- SET TASK:
Please rewrite the stretch from the start of the rows through the line containing "158 364 194 461", swapping "detector" for "locator" and keeping everything else unchanged. Leave the pictures out of your answer.

Part of a data file

------------------------------------------------------------

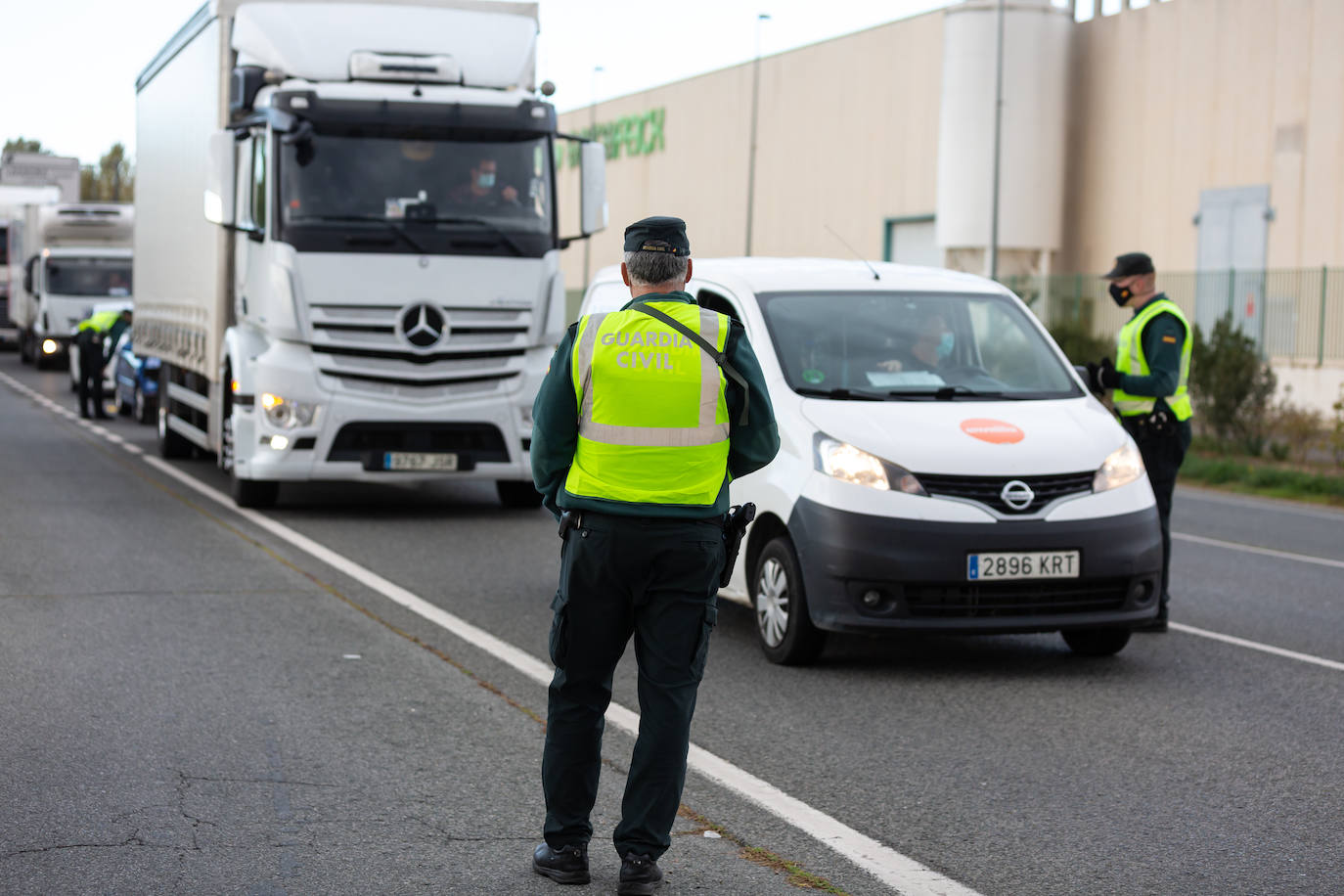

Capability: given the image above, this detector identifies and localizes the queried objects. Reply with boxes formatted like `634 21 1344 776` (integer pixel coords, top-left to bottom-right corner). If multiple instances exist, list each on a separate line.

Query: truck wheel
751 536 827 666
1059 629 1129 657
229 474 280 508
495 479 542 508
158 364 194 461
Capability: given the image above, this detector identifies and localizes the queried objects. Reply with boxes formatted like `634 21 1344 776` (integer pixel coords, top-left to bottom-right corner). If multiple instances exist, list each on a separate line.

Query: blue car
114 332 158 424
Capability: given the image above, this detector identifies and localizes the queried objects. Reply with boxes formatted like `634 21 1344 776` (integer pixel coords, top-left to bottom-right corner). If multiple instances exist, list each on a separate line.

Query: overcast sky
0 0 1091 164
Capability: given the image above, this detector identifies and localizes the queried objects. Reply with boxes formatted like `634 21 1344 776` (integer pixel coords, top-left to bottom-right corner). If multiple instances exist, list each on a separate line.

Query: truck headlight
815 432 928 497
1093 439 1143 492
259 392 320 429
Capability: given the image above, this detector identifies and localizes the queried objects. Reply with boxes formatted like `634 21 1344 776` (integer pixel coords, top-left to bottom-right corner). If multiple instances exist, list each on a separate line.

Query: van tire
751 536 827 666
1059 627 1129 657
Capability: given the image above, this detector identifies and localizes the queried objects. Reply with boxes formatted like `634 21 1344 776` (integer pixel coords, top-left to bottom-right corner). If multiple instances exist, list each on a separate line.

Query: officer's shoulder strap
632 302 751 426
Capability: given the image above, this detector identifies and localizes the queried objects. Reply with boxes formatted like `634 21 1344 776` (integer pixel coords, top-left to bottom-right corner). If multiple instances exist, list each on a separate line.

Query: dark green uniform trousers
1121 418 1190 608
542 511 723 859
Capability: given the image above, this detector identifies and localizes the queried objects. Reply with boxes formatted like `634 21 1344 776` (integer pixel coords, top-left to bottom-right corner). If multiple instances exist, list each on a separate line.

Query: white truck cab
136 0 605 507
582 258 1163 662
10 202 136 367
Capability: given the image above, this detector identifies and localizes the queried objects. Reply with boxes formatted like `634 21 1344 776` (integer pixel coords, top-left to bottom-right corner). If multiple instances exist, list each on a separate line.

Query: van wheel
1059 629 1129 657
495 479 542 508
751 536 827 666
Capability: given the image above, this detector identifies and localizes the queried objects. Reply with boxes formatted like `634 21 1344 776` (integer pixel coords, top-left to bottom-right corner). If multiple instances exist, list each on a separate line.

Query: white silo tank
935 0 1072 274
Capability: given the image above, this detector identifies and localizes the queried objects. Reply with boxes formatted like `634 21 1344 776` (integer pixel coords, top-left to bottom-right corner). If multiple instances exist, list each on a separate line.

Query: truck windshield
280 132 555 258
46 258 130 295
759 291 1082 402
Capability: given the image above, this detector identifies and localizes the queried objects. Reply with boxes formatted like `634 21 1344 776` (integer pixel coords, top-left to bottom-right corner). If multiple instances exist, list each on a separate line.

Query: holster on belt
719 501 755 589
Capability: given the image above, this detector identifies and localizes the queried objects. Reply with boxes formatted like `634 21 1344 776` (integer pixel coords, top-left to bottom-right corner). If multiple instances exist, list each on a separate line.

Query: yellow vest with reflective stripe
1110 298 1194 421
564 302 729 507
79 312 121 334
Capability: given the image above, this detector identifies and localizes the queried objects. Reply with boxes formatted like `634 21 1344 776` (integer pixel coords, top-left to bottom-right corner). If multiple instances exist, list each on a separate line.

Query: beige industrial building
560 0 1344 406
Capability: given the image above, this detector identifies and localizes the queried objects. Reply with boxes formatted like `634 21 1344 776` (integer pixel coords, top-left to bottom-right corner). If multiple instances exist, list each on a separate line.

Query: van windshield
759 291 1082 402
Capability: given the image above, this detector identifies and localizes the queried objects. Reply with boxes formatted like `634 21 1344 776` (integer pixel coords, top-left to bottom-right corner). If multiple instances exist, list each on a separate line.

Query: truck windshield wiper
407 215 525 255
793 385 885 402
887 385 1016 402
291 215 428 255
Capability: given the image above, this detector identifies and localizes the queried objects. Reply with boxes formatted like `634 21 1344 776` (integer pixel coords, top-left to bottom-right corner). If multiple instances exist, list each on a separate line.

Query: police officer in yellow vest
531 216 780 893
1088 252 1194 631
75 309 130 421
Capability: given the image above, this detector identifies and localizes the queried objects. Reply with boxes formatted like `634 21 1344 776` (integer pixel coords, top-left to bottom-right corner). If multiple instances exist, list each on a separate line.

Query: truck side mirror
204 130 237 227
579 143 607 237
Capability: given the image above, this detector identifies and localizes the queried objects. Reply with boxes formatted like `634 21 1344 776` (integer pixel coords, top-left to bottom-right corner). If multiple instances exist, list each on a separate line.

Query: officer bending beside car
532 217 780 895
75 307 130 421
1088 252 1194 631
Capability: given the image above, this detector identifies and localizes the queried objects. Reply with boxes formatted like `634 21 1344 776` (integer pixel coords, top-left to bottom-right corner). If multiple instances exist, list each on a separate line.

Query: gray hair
625 252 687 287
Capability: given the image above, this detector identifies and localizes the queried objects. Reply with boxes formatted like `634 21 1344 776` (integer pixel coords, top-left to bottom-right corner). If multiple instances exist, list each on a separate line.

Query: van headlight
258 392 320 429
1093 439 1143 492
815 432 928 497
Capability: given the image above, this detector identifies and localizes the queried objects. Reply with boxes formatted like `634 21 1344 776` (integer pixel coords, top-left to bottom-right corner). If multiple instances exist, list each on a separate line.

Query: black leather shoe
532 843 588 892
615 853 662 896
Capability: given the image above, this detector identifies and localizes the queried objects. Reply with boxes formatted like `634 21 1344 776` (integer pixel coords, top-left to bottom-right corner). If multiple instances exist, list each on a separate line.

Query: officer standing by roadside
1088 252 1194 631
75 309 130 421
532 216 780 895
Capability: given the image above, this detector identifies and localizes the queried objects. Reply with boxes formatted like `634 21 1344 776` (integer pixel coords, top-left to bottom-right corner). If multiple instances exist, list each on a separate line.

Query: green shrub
1189 314 1276 457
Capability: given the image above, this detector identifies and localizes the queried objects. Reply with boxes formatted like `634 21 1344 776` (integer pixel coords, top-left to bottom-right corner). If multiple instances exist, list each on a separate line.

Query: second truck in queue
136 0 606 507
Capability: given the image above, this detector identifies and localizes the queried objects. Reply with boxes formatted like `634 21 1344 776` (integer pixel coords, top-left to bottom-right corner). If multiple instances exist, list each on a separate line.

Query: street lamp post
746 12 770 255
583 66 604 289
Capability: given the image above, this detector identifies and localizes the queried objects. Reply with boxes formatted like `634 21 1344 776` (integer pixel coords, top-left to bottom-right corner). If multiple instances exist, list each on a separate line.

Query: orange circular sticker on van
961 418 1027 445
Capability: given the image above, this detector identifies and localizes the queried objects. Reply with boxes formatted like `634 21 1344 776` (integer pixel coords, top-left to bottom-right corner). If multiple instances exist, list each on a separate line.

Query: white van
581 258 1163 663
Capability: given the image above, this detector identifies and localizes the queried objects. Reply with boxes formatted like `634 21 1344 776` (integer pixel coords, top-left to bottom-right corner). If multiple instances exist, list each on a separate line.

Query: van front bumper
789 498 1163 634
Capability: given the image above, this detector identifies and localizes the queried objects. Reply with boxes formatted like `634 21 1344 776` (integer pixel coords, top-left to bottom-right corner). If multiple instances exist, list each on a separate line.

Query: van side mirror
579 143 607 237
204 130 237 227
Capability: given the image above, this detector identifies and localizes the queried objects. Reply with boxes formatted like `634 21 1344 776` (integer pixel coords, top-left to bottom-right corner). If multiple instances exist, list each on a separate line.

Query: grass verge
1180 451 1344 507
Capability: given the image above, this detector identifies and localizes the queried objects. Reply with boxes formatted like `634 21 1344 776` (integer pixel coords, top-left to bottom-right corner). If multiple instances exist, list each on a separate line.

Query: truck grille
327 424 508 469
903 579 1129 618
309 305 532 389
916 472 1094 514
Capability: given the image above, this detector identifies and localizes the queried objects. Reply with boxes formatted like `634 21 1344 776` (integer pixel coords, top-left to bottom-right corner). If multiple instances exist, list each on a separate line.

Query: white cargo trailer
136 0 606 505
10 202 134 367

------------------------------------------------------------

- THE SOLUTION:
Capability: given the image above, this locator identifies and localizes the queried objects. Reply with boxes formatted like `634 21 1344 776` (integer pixel coords, top-left to bottom-right corner). If multiple instances exist, list each on a separate line.

Query: truck wheel
751 536 827 666
1059 629 1129 657
229 474 280 508
495 479 542 508
158 364 194 461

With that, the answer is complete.